__WHAT THE EXERCISE ASKS__:
Copy out every line of the entries below that contains the word "chocolate", matching case exactly.

(Pointing and labeling entries)
········
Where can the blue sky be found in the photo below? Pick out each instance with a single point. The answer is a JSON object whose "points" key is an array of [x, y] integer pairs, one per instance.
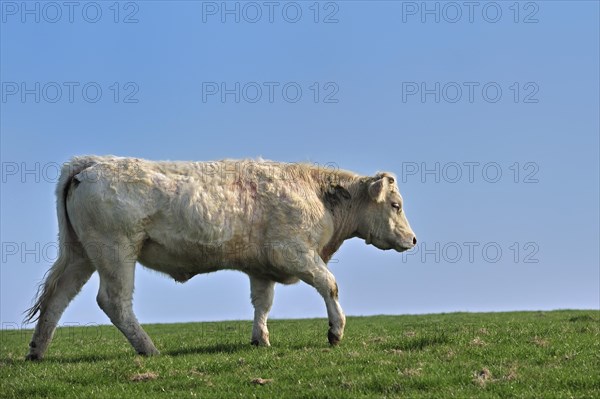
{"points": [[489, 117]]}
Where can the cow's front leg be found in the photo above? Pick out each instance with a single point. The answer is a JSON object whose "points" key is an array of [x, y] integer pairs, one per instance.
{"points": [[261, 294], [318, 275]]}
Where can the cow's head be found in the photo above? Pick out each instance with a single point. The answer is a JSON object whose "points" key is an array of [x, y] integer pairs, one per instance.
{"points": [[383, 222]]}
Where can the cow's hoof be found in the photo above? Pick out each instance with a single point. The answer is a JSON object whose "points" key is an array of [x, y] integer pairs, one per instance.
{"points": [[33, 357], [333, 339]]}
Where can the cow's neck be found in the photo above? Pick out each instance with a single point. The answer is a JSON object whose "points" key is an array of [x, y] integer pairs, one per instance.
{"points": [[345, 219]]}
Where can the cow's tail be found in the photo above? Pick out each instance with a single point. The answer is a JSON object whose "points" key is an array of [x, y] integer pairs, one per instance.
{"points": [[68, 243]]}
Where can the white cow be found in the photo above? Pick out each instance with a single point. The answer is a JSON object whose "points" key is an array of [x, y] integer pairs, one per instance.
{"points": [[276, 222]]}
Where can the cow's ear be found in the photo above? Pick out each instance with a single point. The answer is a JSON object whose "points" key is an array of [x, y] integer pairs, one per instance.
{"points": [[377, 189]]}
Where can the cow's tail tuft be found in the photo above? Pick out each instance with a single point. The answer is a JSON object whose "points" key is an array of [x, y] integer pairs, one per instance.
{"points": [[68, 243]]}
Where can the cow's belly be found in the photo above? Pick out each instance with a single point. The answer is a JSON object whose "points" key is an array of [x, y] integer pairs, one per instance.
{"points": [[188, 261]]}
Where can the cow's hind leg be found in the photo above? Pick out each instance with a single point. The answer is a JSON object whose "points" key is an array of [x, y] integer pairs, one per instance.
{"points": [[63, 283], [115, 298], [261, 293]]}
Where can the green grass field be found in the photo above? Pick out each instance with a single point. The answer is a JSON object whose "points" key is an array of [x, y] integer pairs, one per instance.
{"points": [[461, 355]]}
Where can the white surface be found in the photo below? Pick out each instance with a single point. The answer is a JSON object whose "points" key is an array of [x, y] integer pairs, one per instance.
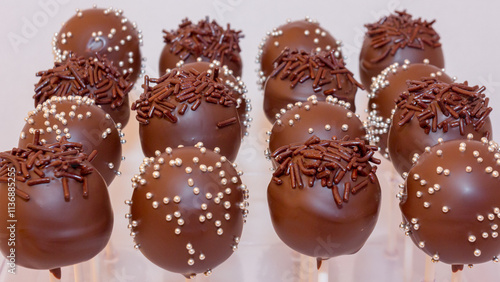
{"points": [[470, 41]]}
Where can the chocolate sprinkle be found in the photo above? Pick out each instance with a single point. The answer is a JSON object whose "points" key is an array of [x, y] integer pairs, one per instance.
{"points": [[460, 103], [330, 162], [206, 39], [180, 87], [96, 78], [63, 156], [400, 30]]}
········
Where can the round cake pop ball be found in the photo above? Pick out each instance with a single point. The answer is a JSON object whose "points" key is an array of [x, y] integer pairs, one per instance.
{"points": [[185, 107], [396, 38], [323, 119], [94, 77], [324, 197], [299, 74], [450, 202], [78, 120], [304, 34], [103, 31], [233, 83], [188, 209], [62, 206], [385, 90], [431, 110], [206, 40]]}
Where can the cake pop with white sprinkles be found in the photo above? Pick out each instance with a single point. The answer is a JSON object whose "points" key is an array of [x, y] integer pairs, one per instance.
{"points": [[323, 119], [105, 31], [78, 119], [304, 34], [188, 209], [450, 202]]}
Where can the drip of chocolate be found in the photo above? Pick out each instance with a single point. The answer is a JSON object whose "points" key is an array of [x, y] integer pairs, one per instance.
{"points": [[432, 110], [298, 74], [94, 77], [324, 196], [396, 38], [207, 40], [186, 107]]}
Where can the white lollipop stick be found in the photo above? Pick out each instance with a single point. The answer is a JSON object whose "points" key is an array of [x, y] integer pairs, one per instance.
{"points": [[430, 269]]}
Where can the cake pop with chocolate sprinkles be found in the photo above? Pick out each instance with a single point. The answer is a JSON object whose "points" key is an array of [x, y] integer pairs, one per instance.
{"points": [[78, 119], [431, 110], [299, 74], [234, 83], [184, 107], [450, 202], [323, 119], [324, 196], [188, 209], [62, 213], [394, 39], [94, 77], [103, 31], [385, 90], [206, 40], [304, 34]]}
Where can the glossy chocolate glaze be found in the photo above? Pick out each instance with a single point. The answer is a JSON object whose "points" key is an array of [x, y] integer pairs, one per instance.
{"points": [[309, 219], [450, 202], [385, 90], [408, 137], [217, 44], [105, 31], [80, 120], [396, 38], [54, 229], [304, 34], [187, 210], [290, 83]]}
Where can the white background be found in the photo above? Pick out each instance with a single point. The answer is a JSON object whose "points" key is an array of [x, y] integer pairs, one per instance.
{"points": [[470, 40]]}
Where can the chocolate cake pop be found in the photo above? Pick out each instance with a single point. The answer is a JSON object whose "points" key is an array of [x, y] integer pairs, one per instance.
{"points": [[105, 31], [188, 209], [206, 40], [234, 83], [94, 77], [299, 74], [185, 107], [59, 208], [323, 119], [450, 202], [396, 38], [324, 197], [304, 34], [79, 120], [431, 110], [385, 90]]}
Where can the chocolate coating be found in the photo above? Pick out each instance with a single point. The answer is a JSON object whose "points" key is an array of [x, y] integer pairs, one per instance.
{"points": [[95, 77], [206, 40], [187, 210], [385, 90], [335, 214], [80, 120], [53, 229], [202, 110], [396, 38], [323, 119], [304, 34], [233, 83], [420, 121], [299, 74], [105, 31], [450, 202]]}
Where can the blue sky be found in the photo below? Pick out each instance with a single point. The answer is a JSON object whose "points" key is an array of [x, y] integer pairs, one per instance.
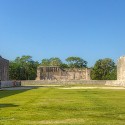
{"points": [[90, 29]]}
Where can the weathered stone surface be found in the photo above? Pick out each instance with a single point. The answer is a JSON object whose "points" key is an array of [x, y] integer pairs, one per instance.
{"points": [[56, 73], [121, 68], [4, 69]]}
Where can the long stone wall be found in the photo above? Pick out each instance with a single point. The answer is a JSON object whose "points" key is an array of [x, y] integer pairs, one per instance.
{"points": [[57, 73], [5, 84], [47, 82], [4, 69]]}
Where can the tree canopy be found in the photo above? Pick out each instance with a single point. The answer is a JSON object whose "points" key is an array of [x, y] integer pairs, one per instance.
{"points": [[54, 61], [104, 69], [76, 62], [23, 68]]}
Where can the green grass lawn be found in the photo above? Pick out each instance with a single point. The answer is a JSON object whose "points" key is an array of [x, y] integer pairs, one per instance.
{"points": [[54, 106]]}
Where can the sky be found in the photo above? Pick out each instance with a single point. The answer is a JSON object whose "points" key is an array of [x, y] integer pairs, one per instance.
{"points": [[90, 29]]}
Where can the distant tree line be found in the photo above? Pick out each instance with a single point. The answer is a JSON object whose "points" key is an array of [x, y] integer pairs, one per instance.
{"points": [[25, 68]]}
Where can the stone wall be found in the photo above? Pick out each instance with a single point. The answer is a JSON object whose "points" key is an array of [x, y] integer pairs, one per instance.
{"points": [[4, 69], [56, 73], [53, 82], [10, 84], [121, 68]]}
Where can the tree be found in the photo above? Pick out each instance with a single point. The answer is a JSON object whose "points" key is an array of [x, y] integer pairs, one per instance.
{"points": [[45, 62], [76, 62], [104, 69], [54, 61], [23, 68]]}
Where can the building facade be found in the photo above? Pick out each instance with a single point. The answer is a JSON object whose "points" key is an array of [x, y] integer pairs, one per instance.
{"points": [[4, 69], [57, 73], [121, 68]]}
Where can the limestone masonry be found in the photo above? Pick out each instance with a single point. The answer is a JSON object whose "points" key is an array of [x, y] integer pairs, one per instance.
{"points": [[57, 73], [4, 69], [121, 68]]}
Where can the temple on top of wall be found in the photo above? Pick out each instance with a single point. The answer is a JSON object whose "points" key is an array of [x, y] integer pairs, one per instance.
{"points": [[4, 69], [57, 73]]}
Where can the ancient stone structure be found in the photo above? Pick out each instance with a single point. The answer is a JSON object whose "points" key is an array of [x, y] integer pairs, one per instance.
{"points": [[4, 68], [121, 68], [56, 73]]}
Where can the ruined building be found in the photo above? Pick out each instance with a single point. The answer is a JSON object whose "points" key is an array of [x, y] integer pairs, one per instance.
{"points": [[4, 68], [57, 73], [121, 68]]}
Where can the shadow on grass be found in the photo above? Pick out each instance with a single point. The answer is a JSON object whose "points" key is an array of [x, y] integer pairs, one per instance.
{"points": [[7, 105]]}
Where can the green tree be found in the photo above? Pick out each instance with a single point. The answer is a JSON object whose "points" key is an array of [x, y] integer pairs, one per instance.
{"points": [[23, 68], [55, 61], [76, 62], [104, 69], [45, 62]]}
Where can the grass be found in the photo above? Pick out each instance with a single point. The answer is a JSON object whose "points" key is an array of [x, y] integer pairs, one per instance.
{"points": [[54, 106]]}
········
__ANSWER FOR THE TASK__:
Where can the chocolate sprinkle be found in the photo above? Pick out each instance with a single point. The answer is a JSON object whose "points" key is an array of [x, y] integer pairs, one per instance.
Where can the drip of chocolate be found in the photo above? Pick out each instance with a single point. The answer is a JSON object whose "points" key is an array of [x, y] integer pairs, one per instance.
Where can the cake pop with chocolate sprinkles be found in the photo above? Pick out each instance with a single point. The answer is a JSON object whose "points" key is an array of [x, y] integer pairs, one per instance.
Where can the glossy chocolate glaze be found in the photo above? Pick out each instance with a single point. The answer is a JSON object whose "points" key is an array of [x, y] integer pairs, one per instance.
Where can the chocolate cake pop be found in the photo above? Pick out each instance with a single point. The answer is a JSON object whose "points" key is an array of [x, y] integer pairs, one per instance.
Where can the chocolate coating be found in the photo above? Pick out each instance with a single point. The answer is a JSON object whose "points" key is an array of [x, y] integer pairs, one per instance.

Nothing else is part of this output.